▸ Task goal: What lines in the records below include the word "fountain"? Return each one.

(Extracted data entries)

*** Block opens ***

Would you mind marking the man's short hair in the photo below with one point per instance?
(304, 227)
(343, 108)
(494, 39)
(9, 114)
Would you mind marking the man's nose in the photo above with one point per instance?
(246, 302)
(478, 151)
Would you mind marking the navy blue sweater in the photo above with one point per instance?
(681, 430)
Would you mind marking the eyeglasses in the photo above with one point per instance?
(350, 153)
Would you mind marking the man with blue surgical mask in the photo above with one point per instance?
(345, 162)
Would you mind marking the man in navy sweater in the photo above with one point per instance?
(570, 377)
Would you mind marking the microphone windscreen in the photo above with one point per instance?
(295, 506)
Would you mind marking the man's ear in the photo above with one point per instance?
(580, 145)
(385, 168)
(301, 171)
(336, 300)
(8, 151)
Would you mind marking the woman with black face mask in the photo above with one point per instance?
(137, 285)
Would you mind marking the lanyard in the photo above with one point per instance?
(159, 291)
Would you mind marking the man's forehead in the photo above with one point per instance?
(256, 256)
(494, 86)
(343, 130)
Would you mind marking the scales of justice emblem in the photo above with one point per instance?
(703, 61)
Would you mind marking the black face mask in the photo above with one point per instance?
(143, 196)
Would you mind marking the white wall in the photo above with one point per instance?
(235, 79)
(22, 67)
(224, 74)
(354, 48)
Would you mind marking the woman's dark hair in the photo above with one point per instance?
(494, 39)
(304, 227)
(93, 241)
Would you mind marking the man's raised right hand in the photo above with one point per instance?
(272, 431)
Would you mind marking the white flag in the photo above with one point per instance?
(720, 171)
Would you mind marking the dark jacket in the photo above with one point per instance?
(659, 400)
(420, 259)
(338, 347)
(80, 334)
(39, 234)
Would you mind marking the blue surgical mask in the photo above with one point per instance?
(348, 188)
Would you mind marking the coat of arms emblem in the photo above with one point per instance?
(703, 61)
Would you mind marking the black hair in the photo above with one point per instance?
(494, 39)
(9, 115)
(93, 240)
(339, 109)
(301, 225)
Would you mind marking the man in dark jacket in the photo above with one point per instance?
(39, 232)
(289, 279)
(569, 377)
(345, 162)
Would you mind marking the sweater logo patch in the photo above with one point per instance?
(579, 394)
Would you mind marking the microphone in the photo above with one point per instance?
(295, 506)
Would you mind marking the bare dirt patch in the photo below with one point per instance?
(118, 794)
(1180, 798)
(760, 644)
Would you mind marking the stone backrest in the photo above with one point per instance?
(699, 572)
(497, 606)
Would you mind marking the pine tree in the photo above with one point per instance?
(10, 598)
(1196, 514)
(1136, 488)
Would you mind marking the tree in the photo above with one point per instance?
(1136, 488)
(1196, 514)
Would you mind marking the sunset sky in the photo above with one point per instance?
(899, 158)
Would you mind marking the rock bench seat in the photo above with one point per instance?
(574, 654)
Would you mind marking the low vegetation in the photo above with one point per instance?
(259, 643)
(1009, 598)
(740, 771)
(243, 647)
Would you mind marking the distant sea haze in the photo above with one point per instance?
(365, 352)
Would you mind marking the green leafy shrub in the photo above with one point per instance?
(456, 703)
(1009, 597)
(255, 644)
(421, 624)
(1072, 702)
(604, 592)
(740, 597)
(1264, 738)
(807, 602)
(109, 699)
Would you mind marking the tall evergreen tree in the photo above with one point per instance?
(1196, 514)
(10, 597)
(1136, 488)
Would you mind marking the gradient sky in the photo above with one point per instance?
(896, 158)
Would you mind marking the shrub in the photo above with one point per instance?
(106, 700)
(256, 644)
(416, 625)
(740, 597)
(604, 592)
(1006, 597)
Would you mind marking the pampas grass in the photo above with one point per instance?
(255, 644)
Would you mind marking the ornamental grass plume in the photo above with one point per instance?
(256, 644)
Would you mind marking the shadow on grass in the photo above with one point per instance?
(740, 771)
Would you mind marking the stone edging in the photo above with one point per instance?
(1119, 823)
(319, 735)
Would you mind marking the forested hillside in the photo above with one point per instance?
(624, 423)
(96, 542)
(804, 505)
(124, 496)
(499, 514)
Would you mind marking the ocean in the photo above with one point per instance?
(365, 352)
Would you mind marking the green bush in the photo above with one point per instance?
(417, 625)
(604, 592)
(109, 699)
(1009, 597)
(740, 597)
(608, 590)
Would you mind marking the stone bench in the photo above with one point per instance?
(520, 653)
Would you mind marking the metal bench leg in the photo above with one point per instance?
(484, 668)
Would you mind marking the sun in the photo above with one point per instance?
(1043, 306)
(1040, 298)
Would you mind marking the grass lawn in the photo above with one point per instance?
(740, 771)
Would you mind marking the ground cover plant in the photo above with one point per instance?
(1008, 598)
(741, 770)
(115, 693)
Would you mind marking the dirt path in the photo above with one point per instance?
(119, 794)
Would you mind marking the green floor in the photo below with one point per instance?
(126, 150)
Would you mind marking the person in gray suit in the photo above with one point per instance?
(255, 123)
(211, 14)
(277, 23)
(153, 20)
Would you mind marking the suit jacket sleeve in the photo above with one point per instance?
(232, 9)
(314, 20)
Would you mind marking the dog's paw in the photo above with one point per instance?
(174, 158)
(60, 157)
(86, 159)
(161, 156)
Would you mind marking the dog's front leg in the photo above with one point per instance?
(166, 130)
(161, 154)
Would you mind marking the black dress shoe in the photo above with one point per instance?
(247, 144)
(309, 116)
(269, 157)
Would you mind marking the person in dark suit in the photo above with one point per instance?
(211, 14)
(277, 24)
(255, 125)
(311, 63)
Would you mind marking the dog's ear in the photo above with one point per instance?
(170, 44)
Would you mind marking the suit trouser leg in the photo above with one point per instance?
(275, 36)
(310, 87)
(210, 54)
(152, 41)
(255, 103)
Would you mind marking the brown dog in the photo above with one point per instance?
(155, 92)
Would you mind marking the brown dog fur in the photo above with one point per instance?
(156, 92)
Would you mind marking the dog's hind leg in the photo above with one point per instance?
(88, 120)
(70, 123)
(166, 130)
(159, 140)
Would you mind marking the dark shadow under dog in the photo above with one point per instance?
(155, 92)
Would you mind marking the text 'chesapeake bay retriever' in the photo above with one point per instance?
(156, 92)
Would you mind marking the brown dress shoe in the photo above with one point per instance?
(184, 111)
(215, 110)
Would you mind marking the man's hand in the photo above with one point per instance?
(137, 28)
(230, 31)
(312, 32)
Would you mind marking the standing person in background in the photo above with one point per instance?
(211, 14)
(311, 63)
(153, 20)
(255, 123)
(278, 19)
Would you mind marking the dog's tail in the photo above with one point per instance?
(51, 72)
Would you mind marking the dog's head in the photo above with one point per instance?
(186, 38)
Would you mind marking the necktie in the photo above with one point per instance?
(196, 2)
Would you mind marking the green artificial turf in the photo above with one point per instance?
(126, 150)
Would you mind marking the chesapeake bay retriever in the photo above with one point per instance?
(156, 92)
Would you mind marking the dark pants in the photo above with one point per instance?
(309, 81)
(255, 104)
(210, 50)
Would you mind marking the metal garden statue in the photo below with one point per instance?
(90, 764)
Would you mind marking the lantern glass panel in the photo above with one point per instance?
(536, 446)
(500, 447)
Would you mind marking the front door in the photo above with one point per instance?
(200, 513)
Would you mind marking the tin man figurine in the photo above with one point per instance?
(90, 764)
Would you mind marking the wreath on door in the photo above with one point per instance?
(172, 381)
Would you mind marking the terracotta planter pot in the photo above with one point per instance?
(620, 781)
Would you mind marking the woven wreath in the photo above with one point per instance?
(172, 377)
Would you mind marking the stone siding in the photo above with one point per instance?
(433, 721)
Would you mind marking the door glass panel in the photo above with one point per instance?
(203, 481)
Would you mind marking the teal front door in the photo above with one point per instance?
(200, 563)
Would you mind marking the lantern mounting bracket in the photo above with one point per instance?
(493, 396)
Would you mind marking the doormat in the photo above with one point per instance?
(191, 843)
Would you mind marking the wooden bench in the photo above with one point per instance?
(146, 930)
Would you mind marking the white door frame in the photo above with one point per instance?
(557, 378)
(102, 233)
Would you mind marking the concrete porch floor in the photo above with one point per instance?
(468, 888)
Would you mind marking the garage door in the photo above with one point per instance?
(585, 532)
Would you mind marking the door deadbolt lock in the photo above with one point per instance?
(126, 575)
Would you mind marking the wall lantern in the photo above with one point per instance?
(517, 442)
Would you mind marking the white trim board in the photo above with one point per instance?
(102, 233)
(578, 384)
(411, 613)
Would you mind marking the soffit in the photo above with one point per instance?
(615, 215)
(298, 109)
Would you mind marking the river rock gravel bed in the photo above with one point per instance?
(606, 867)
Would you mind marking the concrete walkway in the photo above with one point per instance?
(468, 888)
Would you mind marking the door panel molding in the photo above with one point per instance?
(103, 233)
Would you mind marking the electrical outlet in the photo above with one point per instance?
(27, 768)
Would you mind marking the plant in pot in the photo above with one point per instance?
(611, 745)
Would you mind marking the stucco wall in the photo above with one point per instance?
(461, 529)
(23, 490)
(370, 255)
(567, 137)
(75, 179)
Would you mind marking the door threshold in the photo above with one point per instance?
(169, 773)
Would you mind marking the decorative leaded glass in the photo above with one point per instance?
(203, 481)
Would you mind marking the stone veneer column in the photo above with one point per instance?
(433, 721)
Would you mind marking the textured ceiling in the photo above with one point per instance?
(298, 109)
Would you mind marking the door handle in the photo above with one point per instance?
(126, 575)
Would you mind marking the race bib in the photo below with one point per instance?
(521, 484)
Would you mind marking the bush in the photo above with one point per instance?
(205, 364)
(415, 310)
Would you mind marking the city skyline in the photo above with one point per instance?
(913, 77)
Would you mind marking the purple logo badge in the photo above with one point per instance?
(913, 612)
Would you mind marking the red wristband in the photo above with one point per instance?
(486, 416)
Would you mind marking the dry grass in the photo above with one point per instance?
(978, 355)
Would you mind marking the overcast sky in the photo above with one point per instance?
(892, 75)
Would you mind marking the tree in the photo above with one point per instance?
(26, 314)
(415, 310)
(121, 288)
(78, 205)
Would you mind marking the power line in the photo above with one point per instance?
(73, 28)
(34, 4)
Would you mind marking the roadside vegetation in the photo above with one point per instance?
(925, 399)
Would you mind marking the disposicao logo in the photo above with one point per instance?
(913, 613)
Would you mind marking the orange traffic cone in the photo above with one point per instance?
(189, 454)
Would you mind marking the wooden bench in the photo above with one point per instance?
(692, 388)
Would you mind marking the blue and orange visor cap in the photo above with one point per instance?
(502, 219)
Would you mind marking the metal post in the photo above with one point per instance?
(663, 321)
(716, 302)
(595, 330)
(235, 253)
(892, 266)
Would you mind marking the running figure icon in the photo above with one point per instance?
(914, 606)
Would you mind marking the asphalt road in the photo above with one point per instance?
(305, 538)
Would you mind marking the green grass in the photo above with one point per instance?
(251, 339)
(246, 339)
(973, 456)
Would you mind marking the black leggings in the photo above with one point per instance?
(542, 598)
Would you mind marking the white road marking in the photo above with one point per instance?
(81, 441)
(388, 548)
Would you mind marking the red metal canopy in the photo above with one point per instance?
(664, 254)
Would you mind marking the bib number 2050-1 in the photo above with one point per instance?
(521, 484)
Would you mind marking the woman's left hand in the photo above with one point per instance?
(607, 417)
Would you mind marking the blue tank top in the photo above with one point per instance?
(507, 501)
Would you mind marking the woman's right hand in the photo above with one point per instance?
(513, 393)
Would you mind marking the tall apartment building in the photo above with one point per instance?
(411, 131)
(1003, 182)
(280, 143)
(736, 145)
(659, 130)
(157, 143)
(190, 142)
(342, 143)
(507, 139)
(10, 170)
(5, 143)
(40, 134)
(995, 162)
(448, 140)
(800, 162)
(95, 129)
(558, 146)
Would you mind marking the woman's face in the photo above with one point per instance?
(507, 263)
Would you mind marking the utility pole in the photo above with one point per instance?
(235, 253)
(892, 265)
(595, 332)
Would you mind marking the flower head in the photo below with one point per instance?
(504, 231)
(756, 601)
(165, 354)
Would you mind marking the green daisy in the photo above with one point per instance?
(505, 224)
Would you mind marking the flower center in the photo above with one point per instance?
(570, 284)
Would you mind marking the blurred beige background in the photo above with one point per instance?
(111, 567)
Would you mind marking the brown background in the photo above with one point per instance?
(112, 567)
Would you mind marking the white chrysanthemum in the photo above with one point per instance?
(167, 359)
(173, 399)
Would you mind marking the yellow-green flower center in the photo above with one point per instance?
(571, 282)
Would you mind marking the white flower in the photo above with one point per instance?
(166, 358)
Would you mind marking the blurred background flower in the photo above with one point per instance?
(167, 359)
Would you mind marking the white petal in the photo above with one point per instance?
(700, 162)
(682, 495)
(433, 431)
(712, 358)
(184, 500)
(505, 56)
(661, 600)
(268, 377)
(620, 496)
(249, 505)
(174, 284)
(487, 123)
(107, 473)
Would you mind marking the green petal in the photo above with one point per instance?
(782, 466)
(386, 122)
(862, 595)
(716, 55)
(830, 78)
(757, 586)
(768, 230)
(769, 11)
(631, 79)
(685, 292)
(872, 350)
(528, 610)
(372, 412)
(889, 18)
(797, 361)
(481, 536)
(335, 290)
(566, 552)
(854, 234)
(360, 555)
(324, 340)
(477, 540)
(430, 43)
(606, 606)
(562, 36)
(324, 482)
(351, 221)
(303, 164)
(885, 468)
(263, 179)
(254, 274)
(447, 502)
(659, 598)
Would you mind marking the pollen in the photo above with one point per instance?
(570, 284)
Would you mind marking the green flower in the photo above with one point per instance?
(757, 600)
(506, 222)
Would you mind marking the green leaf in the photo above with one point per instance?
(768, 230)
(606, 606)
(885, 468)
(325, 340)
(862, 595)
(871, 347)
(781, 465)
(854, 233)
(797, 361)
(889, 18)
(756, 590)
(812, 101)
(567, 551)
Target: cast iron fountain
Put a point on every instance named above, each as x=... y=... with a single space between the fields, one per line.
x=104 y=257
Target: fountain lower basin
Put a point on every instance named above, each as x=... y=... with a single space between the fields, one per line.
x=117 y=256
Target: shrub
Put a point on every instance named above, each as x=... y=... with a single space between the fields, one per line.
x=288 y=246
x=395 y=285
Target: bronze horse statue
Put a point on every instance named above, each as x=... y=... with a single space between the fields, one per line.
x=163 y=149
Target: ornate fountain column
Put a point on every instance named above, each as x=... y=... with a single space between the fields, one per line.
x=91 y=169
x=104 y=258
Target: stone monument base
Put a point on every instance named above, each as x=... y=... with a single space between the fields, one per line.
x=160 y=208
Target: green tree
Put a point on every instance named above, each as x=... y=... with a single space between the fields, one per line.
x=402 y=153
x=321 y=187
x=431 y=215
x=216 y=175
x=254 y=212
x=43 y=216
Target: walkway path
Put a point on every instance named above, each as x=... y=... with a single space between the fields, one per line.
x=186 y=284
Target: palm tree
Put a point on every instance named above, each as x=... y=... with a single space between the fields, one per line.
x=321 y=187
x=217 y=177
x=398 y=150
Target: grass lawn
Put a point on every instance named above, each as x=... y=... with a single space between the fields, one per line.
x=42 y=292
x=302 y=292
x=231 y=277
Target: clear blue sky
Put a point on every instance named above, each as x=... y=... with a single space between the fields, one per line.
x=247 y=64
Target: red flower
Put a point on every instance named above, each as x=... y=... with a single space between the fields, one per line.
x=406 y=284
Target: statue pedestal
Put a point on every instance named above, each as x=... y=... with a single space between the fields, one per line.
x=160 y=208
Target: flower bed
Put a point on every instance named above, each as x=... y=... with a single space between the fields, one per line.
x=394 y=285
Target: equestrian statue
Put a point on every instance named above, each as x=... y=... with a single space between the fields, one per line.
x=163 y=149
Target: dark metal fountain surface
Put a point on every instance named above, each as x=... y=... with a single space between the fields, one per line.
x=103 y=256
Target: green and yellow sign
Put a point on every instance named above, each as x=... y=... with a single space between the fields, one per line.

*** Block closes ***

▸ Expected answer:
Target: cast iron fountain
Target: fountain lower basin
Target: ornate fountain column
Target: dark metal fountain surface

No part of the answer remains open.